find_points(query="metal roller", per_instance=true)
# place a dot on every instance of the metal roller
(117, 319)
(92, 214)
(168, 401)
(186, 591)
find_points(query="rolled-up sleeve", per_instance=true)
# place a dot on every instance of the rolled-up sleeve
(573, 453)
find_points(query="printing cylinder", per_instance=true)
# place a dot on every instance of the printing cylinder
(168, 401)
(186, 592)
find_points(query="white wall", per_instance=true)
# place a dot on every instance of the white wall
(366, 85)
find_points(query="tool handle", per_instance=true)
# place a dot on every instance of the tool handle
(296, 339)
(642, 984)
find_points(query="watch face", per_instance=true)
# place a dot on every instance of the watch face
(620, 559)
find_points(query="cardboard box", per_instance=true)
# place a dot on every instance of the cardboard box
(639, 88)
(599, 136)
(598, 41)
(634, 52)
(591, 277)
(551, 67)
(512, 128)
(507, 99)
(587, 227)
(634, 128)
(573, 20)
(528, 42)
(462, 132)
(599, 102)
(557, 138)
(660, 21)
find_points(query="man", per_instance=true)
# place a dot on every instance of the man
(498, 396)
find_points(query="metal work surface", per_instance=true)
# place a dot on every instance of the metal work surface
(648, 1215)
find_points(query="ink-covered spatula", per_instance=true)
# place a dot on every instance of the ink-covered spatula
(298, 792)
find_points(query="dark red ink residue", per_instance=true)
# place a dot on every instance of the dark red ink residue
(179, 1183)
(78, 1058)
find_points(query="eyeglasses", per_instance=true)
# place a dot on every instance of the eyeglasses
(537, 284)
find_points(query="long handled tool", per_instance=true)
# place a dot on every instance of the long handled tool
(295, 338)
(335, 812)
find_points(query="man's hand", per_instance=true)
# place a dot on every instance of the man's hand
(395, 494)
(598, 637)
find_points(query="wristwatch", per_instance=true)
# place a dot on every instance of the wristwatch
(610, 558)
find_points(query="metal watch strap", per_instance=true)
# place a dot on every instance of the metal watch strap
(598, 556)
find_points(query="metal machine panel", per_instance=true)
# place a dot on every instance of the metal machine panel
....................
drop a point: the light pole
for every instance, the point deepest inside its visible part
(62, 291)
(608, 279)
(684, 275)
....................
-- Task --
All lines of the records above with the word "machine" in them are to be copied.

-- Response to this task --
find_points(query="metal machine panel", per_instance=true)
# place a dot on every instance of the metal machine panel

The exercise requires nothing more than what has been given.